#### 提示文章:

今回はLassoの内部でも使われることのあるLARS(Least Angle Regression)についてまとめてみた。
このアルゴリズム自体は変数を選択するのによく使われる。
Lasso回帰については以下の記事で扱っているので気になる人は参照してほしい。
ラッソ(Lasso)回帰とリッジ(Ridge)回帰をscikit-learnで使ってみる | 創造日記
アルゴリズムについては
以下の論文と、
以下のサイトを参考にした。
定式化
概要
LARS(Least Angle Regression)は予測値と教師データとの偏差ベクトルとそれぞれの特徴量が基底となるベクトルとの角度が大きい(偏差との相関が大きい)ものとなるような特徴量を1つずつ追加していくというもの。

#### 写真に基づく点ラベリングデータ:
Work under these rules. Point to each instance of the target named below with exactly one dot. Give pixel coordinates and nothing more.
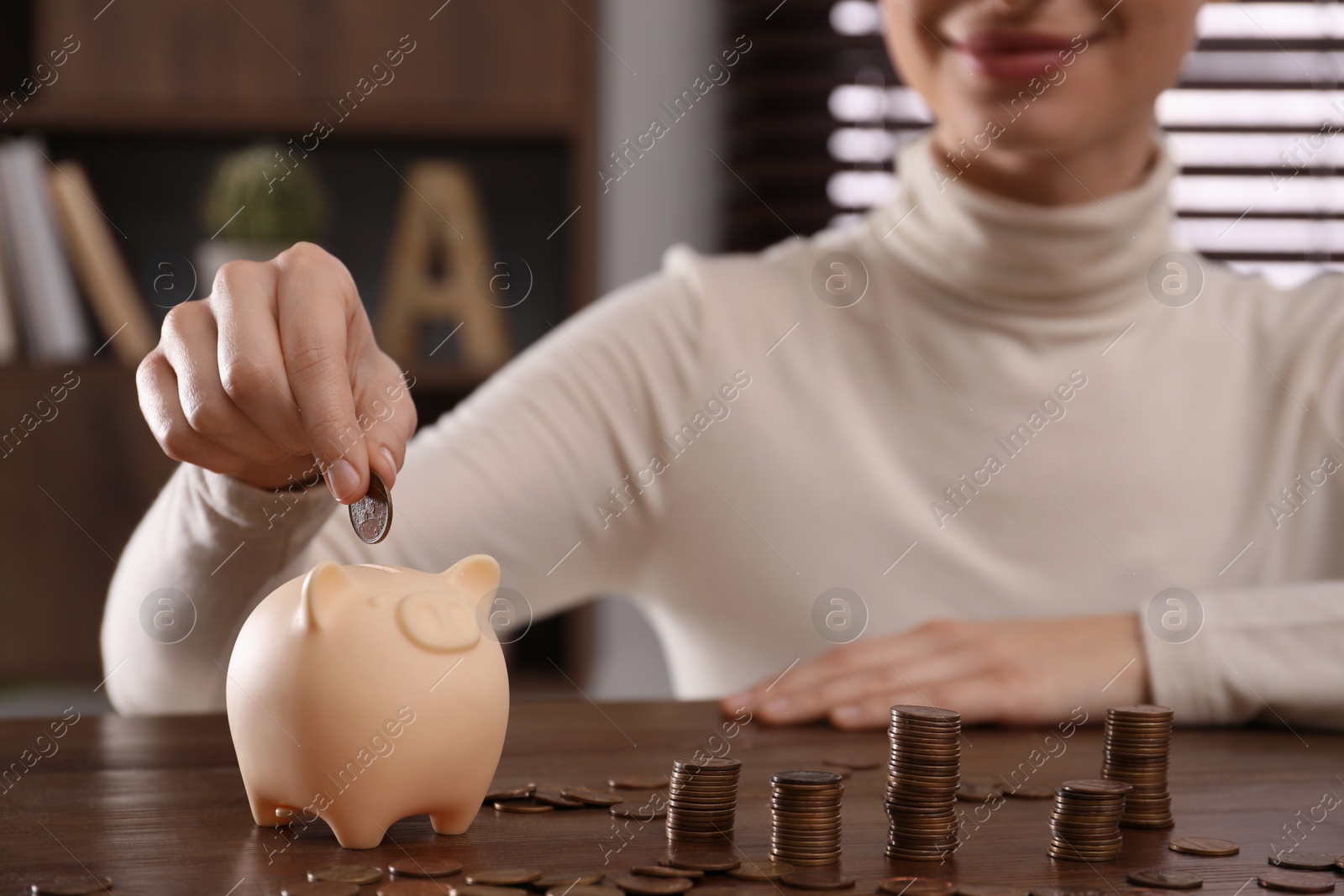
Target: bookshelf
(152, 93)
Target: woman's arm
(517, 472)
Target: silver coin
(371, 516)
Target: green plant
(280, 202)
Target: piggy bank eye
(437, 621)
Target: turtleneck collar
(1003, 254)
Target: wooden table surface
(158, 804)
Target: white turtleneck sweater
(723, 446)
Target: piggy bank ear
(437, 621)
(474, 575)
(326, 584)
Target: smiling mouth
(1014, 55)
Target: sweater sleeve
(1274, 653)
(526, 470)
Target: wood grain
(158, 804)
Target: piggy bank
(366, 694)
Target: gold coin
(523, 809)
(423, 867)
(645, 886)
(71, 886)
(347, 873)
(503, 876)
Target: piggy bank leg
(454, 820)
(356, 831)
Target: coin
(423, 867)
(1304, 862)
(584, 889)
(523, 809)
(1296, 882)
(573, 879)
(638, 782)
(503, 876)
(817, 879)
(591, 797)
(347, 873)
(71, 886)
(320, 888)
(557, 799)
(702, 859)
(648, 886)
(761, 869)
(522, 792)
(414, 888)
(371, 516)
(1164, 879)
(917, 887)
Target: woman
(968, 410)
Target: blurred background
(470, 160)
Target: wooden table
(158, 804)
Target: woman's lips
(1012, 55)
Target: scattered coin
(665, 871)
(503, 876)
(71, 886)
(584, 889)
(1137, 750)
(638, 782)
(817, 879)
(922, 775)
(591, 797)
(761, 869)
(371, 516)
(647, 886)
(320, 888)
(991, 889)
(522, 792)
(414, 888)
(702, 859)
(640, 812)
(575, 879)
(1164, 879)
(1296, 882)
(917, 887)
(1304, 862)
(1203, 846)
(423, 867)
(347, 873)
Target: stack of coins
(922, 779)
(703, 799)
(806, 817)
(1137, 752)
(1085, 825)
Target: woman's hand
(276, 376)
(1023, 672)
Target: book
(47, 300)
(100, 266)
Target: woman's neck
(1059, 176)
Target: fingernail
(343, 481)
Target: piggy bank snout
(437, 621)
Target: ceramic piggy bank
(366, 694)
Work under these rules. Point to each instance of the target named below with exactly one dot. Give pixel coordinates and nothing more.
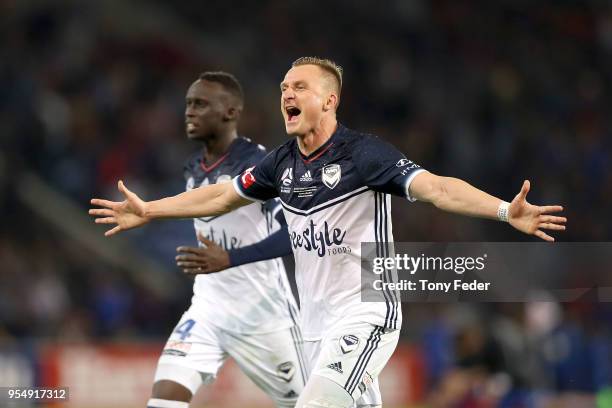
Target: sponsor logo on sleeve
(331, 175)
(406, 165)
(336, 367)
(287, 177)
(190, 183)
(224, 178)
(286, 370)
(247, 178)
(348, 343)
(306, 177)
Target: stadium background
(492, 92)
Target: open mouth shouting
(292, 113)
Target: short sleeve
(383, 168)
(257, 182)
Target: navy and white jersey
(252, 298)
(334, 199)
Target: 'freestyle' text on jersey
(320, 241)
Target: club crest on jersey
(190, 183)
(331, 174)
(348, 343)
(287, 177)
(286, 370)
(247, 178)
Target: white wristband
(502, 211)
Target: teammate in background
(246, 312)
(334, 185)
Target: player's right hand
(208, 258)
(127, 214)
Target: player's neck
(317, 137)
(218, 146)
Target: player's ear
(331, 102)
(232, 113)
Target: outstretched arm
(213, 258)
(133, 212)
(457, 196)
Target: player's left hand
(202, 260)
(532, 219)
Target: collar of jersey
(323, 148)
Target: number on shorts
(184, 328)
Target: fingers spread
(545, 209)
(189, 250)
(112, 231)
(101, 211)
(189, 258)
(524, 190)
(103, 203)
(550, 226)
(543, 236)
(552, 218)
(185, 264)
(107, 220)
(197, 271)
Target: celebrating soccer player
(334, 185)
(247, 312)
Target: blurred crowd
(491, 92)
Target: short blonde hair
(326, 65)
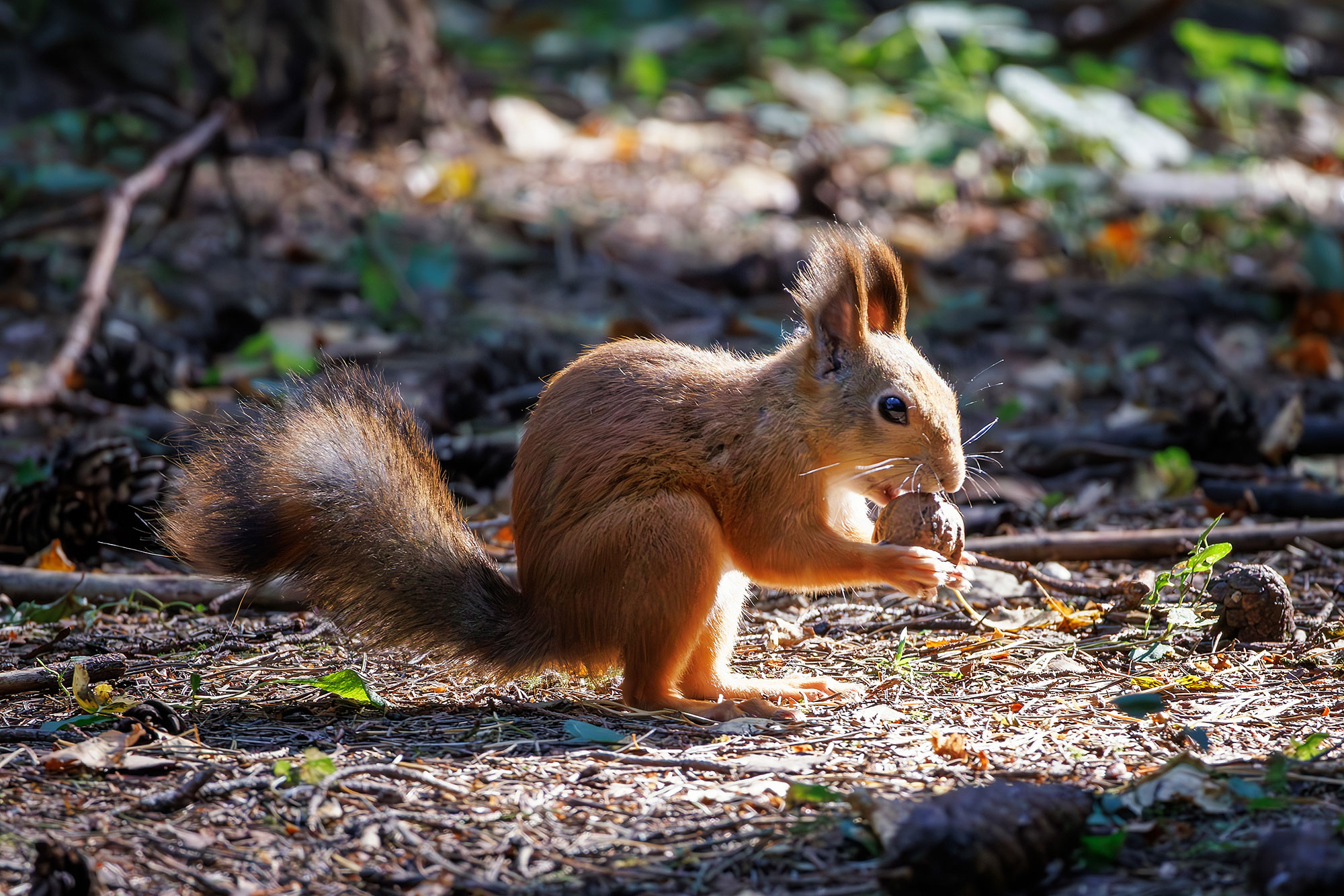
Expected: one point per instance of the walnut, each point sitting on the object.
(923, 521)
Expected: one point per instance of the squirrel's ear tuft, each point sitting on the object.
(834, 299)
(888, 302)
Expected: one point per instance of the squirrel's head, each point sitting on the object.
(888, 421)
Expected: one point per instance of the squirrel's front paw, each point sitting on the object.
(920, 570)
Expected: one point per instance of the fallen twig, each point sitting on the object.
(56, 379)
(1099, 590)
(21, 735)
(45, 586)
(1138, 545)
(385, 770)
(101, 668)
(698, 765)
(185, 793)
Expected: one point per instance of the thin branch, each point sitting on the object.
(1142, 545)
(56, 378)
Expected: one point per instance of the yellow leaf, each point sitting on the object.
(54, 558)
(1195, 683)
(1073, 619)
(456, 179)
(80, 688)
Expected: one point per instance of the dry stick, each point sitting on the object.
(386, 772)
(170, 801)
(1027, 573)
(56, 378)
(45, 586)
(103, 668)
(698, 765)
(1139, 545)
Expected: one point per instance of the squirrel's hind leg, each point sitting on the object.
(682, 564)
(709, 672)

#### 課題 1:
提示文章によると、LARSというアルゴリズムは何によく使われるとされていますか。
#### 課題 2:
記録のうち、「Target: gold coin」を含む行から「(1085, 825)」を含む行までのすべてを、「scattered coin」を「loose coin」に置き換え、ほかは一切変えずに編集して示してください。
これらの記録は提示文章とは関係がありません。

#### 完全な解答 1:
変数を選択するのによく使われます。

#### 完全な解答 2:
Target: gold coin
(523, 809)
(423, 867)
(645, 886)
(71, 886)
(347, 873)
(503, 876)
Target: piggy bank leg
(454, 820)
(356, 831)
Target: coin
(423, 867)
(1304, 862)
(584, 889)
(523, 809)
(1296, 882)
(573, 879)
(638, 782)
(503, 876)
(817, 879)
(591, 797)
(347, 873)
(71, 886)
(320, 888)
(557, 799)
(702, 859)
(648, 886)
(761, 869)
(522, 792)
(414, 888)
(371, 516)
(1164, 879)
(917, 887)
Target: woman
(968, 410)
Target: blurred background
(470, 160)
Target: wooden table
(158, 804)
Target: woman's lips
(1012, 55)
Target: loose coin
(665, 871)
(503, 876)
(71, 886)
(584, 889)
(1137, 750)
(638, 782)
(817, 879)
(922, 775)
(591, 797)
(761, 869)
(371, 516)
(647, 886)
(320, 888)
(991, 889)
(522, 792)
(414, 888)
(702, 859)
(640, 812)
(575, 879)
(1164, 879)
(1296, 882)
(917, 887)
(1304, 862)
(1203, 846)
(423, 867)
(347, 873)
Target: stack of coins
(922, 779)
(703, 799)
(806, 817)
(1137, 752)
(1085, 825)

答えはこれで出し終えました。